[PROBLEM DETAILS] Rewrite the entries starting at the line that contains "the dry stick." and ending at the last of the entries, swapping "provide one point on" for "place a single point on" and keeping everything else unchanged.

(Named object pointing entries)
>> start

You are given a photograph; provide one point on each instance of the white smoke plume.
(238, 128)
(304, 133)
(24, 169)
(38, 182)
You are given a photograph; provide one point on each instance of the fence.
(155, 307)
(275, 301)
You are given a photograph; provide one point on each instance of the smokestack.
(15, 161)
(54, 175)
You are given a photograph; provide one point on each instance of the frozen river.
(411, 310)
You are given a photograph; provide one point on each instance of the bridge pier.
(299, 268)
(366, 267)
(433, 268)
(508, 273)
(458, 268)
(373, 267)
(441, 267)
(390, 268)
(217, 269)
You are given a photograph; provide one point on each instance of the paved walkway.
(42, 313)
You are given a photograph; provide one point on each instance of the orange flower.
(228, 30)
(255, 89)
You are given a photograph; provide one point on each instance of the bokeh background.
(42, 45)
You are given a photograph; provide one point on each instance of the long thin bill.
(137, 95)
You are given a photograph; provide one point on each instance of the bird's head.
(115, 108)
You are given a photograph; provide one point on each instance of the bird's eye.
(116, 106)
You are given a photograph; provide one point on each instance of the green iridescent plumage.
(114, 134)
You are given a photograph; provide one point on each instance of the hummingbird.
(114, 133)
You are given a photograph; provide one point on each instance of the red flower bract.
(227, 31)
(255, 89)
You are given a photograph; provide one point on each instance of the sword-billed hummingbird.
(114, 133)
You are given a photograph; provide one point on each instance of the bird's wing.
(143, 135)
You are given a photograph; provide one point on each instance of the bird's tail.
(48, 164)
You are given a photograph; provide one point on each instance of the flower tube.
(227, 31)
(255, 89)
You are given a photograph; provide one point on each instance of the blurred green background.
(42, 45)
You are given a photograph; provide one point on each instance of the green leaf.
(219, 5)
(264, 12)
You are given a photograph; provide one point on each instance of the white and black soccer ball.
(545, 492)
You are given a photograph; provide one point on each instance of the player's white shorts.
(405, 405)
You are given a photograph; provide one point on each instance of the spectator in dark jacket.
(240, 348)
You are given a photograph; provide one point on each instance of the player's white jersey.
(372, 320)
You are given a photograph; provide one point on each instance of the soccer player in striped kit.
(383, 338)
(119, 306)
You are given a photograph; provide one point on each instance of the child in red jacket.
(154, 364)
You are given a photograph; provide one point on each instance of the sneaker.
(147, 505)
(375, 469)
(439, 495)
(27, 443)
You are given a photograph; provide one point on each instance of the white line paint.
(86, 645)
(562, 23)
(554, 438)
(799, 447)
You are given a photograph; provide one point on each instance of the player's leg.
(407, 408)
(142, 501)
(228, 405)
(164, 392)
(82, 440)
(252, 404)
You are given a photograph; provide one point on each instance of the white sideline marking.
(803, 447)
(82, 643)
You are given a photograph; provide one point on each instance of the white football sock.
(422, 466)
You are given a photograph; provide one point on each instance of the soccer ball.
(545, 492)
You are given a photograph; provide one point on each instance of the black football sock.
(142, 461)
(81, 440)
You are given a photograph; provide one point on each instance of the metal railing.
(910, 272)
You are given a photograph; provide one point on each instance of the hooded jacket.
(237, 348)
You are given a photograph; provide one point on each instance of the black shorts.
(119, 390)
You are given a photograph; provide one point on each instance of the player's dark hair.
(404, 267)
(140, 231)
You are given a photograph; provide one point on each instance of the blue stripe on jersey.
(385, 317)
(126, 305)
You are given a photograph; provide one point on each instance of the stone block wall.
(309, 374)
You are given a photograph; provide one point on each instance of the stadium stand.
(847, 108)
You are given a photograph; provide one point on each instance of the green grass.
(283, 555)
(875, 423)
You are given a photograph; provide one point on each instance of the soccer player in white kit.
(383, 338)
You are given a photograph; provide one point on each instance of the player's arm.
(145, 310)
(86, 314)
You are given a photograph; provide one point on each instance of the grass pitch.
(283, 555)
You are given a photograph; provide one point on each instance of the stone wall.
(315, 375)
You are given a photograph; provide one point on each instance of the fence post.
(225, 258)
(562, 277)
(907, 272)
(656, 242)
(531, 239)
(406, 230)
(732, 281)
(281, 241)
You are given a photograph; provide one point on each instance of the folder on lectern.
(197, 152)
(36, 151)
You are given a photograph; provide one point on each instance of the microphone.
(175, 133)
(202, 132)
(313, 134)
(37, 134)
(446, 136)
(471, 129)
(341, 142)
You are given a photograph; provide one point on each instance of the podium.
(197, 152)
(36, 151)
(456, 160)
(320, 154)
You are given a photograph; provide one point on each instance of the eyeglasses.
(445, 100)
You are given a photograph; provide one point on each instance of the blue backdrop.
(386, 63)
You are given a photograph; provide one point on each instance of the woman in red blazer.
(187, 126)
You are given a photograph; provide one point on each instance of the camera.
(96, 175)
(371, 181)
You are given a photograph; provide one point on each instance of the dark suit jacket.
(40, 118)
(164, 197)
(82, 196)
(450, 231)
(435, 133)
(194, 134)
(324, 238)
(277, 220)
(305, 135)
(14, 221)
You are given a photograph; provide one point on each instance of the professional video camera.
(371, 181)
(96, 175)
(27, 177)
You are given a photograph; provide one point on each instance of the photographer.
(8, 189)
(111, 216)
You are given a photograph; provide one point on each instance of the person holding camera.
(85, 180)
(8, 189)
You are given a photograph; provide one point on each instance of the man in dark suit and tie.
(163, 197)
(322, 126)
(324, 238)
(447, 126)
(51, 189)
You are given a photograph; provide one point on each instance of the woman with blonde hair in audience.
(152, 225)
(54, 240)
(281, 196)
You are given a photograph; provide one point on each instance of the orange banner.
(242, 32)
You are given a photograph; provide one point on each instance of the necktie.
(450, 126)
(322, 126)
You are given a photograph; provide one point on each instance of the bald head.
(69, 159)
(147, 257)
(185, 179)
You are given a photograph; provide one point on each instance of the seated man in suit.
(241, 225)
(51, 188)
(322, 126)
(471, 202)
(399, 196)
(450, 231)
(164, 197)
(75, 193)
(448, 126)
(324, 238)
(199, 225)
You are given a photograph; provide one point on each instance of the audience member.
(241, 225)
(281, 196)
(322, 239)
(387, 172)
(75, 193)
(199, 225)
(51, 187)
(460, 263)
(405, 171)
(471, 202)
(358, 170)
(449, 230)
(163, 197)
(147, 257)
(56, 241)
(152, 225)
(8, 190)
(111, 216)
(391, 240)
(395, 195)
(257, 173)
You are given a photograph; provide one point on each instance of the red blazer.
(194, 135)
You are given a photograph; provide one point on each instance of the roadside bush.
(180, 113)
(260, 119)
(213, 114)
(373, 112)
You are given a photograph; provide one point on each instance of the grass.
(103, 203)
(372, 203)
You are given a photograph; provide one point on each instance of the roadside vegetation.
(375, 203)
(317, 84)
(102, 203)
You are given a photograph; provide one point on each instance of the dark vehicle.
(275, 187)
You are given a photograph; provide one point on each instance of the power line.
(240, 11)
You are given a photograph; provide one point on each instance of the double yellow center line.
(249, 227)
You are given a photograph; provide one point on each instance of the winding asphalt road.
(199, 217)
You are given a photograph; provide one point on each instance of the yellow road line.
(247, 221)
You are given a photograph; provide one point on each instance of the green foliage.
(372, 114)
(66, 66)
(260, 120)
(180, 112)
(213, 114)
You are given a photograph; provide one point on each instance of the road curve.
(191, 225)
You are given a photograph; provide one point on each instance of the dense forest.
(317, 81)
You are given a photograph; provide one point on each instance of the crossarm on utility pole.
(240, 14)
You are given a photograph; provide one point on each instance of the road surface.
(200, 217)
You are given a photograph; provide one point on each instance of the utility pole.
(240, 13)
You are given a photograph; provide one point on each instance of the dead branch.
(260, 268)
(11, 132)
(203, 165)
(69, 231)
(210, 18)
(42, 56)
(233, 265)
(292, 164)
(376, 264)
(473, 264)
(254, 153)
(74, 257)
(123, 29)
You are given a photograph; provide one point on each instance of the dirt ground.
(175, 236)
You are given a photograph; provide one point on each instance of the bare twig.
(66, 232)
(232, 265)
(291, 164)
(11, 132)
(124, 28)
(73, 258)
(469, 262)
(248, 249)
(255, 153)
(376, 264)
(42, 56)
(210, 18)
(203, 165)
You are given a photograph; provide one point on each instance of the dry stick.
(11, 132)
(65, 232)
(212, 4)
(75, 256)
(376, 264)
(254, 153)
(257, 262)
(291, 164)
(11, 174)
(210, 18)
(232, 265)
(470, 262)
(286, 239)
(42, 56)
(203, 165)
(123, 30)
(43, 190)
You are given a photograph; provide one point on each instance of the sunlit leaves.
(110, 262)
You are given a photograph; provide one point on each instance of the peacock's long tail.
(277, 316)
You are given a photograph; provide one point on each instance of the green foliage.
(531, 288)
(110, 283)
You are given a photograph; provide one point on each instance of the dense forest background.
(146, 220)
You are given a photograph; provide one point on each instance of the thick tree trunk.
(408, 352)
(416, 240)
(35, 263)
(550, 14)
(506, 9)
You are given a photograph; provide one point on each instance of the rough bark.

>> end

[TASK SOLUTION]
You are given a photograph; place a single point on each instance of the dry stick.
(11, 132)
(65, 232)
(212, 4)
(75, 256)
(376, 264)
(254, 153)
(257, 262)
(291, 164)
(11, 174)
(210, 18)
(232, 265)
(470, 262)
(286, 239)
(42, 56)
(203, 165)
(123, 30)
(43, 190)
You are given a photograph; place a single point on each instance of the sunlit leaves.
(110, 262)
You are given a photograph; place a single point on each instance of the peacock's long tail.
(277, 316)
You are given a photograph; place a single point on each instance of the green foliage.
(531, 288)
(110, 283)
You are given a photograph; place a single point on each instance of the dense forest background.
(146, 220)
You are given a photograph; place a single point on each instance of the thick tree trunk.
(408, 352)
(416, 240)
(35, 263)
(550, 14)
(506, 9)
You are given a photograph; place a single point on each instance of the rough bark.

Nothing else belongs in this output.